- [Directions for this task] Gather every line in the data below that contains the string "mountain". Matches are case-sensitive.
** Start **
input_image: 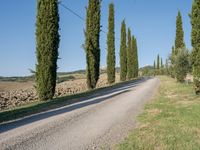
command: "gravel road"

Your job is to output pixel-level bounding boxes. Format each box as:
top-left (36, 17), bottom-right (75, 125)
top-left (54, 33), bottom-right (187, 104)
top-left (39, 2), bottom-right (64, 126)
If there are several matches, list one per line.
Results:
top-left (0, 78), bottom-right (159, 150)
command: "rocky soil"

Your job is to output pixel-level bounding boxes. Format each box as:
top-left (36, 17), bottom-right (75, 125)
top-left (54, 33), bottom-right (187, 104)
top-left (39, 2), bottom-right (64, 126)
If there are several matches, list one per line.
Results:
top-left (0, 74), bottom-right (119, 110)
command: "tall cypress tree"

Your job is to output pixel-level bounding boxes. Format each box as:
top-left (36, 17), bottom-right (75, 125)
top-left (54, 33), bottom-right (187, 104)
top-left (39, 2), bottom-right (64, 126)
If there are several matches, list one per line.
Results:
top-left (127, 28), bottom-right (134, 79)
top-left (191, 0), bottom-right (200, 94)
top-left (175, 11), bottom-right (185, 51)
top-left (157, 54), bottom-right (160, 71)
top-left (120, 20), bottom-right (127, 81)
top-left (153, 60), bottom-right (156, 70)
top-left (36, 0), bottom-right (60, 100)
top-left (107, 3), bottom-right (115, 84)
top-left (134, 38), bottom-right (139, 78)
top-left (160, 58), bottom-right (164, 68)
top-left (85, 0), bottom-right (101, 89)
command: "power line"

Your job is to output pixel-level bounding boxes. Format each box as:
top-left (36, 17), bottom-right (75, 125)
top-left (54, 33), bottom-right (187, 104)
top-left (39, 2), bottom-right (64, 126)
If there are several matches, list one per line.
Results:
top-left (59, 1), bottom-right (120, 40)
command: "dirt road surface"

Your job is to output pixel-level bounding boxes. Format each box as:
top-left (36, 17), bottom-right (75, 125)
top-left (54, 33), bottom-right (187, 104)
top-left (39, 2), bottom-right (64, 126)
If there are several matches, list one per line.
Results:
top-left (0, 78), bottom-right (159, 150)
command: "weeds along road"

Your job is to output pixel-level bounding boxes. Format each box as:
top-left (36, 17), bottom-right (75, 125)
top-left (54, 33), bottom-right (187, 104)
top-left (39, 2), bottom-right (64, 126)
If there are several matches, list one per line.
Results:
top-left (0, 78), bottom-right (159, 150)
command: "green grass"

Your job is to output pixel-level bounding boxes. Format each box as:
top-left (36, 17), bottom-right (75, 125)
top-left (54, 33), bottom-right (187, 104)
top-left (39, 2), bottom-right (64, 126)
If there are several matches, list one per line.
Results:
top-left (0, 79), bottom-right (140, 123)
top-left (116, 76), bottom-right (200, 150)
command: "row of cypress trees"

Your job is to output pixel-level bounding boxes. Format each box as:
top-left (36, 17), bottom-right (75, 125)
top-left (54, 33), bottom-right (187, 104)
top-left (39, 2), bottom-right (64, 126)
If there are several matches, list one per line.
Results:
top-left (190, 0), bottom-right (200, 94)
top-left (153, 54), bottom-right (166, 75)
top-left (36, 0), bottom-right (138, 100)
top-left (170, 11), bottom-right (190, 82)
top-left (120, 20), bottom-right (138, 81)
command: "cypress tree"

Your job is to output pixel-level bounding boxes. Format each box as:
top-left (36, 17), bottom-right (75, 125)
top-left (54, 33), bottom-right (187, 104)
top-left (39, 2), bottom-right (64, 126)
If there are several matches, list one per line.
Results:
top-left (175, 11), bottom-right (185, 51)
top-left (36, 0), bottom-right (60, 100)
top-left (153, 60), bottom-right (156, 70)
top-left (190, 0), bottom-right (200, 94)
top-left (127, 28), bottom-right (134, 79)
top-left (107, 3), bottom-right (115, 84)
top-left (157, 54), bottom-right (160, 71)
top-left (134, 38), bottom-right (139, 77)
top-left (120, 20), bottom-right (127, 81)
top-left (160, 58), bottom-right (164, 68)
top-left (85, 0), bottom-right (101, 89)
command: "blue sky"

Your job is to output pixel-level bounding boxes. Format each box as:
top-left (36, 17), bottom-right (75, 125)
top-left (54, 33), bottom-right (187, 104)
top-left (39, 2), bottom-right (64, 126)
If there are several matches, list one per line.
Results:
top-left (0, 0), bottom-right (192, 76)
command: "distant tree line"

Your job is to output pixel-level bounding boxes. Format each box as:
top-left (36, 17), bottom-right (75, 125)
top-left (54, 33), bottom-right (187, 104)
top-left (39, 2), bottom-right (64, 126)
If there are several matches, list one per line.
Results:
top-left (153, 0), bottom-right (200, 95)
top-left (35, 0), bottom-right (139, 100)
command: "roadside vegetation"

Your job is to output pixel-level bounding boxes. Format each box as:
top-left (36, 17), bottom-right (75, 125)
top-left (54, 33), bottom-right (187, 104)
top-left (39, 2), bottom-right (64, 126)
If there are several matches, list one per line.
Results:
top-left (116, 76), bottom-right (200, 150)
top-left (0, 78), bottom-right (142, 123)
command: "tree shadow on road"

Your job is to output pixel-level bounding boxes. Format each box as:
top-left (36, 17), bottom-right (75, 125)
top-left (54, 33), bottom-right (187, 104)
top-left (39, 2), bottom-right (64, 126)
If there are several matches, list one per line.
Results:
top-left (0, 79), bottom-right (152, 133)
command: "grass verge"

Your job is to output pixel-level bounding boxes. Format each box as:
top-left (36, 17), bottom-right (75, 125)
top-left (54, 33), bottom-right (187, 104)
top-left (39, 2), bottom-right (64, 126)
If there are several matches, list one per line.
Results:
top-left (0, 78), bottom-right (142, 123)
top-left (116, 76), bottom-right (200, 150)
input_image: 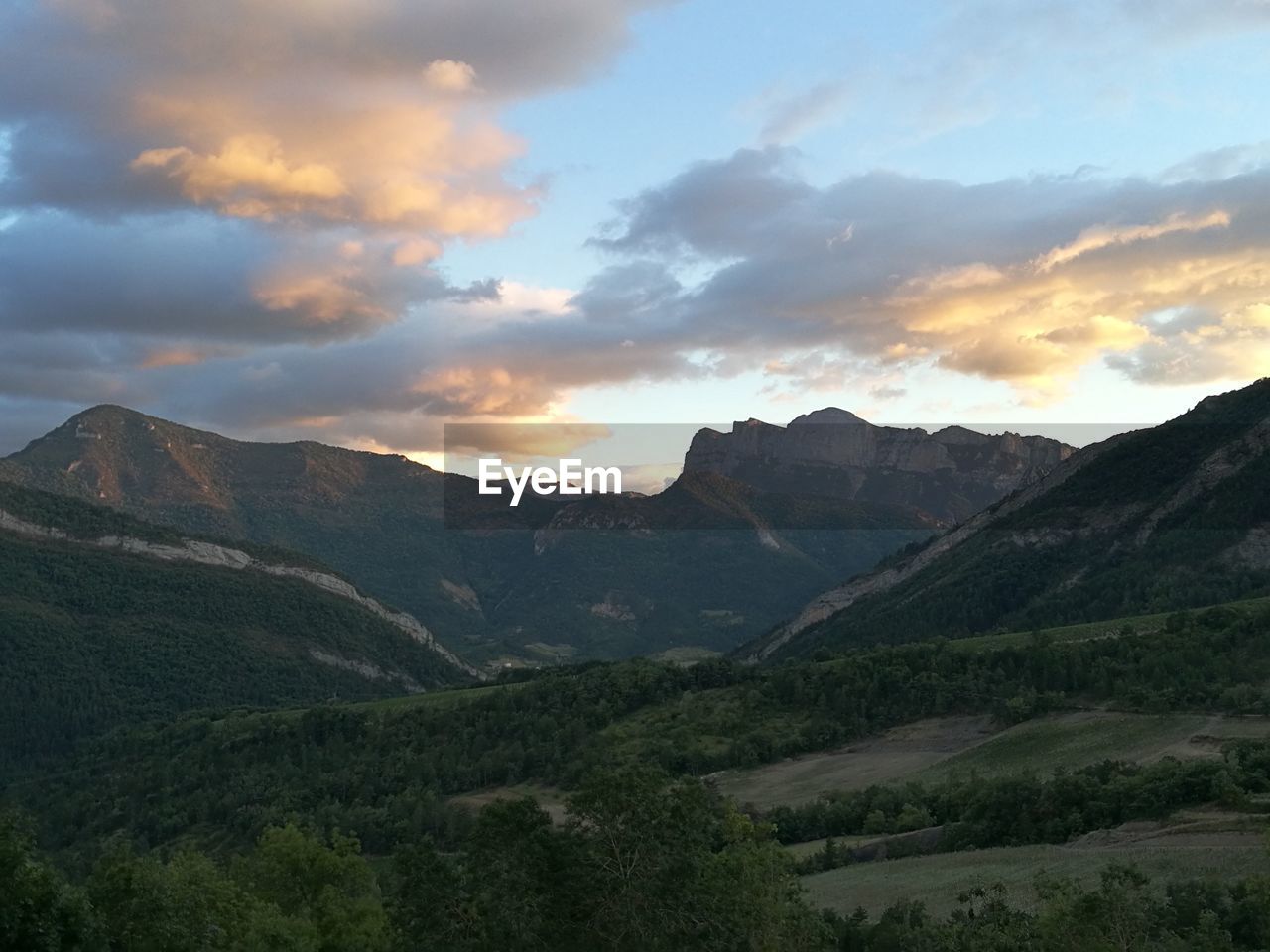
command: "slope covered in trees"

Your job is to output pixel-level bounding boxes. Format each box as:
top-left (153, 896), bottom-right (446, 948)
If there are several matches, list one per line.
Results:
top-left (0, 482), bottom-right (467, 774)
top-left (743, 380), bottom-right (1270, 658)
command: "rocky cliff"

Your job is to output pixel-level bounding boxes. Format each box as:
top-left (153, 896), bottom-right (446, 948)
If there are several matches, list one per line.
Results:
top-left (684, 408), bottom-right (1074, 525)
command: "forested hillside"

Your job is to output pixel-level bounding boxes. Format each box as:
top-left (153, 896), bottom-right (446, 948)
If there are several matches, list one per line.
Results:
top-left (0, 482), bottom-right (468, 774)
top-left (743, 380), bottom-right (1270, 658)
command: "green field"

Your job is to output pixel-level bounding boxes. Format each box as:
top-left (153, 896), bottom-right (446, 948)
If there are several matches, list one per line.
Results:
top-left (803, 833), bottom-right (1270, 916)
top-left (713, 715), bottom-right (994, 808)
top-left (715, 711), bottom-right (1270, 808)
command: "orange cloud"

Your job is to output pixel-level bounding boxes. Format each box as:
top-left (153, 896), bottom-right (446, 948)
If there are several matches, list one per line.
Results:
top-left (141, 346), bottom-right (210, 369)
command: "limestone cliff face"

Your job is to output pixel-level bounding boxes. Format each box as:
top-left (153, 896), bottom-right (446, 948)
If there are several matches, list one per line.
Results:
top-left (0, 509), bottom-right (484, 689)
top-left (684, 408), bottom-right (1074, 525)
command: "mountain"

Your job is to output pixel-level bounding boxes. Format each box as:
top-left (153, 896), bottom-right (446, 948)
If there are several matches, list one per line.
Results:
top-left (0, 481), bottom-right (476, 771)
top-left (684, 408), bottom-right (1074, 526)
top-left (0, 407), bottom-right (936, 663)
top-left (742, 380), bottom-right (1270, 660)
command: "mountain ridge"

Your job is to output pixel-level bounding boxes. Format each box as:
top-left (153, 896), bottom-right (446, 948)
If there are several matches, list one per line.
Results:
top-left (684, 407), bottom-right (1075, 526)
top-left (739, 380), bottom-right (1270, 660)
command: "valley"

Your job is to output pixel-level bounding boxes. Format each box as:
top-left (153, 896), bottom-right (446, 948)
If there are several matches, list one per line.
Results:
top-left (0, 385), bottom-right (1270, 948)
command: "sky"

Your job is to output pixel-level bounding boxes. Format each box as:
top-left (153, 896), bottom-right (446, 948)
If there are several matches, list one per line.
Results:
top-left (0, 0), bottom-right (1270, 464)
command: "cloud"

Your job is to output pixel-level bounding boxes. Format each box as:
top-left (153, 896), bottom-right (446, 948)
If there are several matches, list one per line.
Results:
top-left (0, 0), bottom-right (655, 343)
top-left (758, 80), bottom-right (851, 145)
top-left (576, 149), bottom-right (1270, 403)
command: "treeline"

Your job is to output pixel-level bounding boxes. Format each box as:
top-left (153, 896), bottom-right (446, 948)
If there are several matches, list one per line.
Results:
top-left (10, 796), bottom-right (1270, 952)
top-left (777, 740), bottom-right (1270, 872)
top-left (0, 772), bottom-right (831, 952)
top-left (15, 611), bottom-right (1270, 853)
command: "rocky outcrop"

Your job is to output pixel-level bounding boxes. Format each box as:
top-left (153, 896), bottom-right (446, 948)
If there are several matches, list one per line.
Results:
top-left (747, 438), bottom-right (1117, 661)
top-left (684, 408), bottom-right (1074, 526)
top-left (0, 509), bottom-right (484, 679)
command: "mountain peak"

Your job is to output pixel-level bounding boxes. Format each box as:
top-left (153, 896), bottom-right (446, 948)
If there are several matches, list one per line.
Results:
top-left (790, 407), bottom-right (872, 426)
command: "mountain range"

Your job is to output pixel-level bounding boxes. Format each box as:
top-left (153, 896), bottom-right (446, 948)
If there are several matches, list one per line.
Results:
** End **
- [Result of this exercise]
command: "mountain"
command: "mountain ridge"
command: "mountain peak"
command: "mountain range"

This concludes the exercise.